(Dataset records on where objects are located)
(begin)

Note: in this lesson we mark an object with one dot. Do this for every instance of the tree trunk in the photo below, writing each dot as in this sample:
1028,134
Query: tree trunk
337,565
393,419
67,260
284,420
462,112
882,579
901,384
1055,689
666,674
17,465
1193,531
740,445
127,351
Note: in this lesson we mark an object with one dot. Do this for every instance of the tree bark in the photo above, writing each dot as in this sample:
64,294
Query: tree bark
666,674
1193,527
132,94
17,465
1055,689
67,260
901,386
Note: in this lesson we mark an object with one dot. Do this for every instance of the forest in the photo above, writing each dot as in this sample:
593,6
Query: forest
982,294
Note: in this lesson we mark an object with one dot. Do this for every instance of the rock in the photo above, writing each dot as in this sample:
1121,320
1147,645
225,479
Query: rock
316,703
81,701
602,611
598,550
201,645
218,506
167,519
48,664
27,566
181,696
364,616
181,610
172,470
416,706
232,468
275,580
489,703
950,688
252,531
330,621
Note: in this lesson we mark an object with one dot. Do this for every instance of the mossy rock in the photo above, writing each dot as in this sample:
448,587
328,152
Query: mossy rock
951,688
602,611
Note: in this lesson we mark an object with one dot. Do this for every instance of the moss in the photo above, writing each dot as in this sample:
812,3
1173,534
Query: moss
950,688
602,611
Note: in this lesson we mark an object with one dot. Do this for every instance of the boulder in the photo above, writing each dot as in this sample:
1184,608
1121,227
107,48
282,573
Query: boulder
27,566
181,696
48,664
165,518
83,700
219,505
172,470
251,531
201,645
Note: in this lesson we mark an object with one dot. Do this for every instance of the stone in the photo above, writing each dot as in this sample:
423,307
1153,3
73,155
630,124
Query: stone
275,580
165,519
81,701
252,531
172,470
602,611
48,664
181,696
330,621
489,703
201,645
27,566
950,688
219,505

(end)

**Aim:** Copy all of the material above line for line, without changing anything.

**Expected answer:**
Note: in this lesson we mark an object with one dot. Do this for every instance of the tree trunk in the photo below, writing each dot as in this sample:
1028,134
Query: tree trunk
337,565
393,419
67,260
284,420
462,112
882,579
901,384
1055,689
666,674
17,465
1193,531
740,445
127,351
Note: in this lesson we mark an object with one dot. Do this for every instance of the tree bark in the photo above, writing each dot as in this sample:
64,294
Query: tree bark
666,674
1193,527
132,94
17,465
1055,689
67,260
901,386
Note: in this lesson we mark an object with one dot. Do this for every instance of the forest in the photo above, writing each dot as in this sample:
593,6
Query: forest
982,294
Note: in this lesson we mark an object with one dot. Do this for every instance of the rock in the photo above, writing each dot as in this sample:
1121,320
1147,645
225,479
Query: rock
316,703
81,701
602,611
598,550
201,645
218,506
167,519
48,664
27,566
181,696
364,616
181,610
172,470
416,706
232,468
275,580
489,703
950,688
252,531
330,621
Note: in this lesson we mark an object with one dot. Do this for every instance of the mossy rock in the photo above, writing each dot as in this sample:
448,587
328,152
Query: mossy rock
951,688
602,611
Note: in this lesson we mark an object with one dot. Do this for every instance of the moss in the photo above, writing each dot as in this sample:
812,3
1173,534
Query: moss
950,688
602,611
Note: in this lesson we mark an object with one dot. Do this for every instance of the boulder in the photo above, writing each dot as in this sample:
1184,608
1121,227
107,48
282,573
Query: boulder
27,566
181,696
48,664
165,518
83,700
219,505
172,470
251,531
201,645
Note: in this lesson we mark an object with one dot. Do this for every instance of the stone in the photo above, writing each dot as in this sample:
423,307
1153,3
73,155
630,124
Query: stone
275,580
165,519
81,701
252,531
172,470
602,611
48,664
181,696
330,621
489,703
201,645
27,566
950,688
219,505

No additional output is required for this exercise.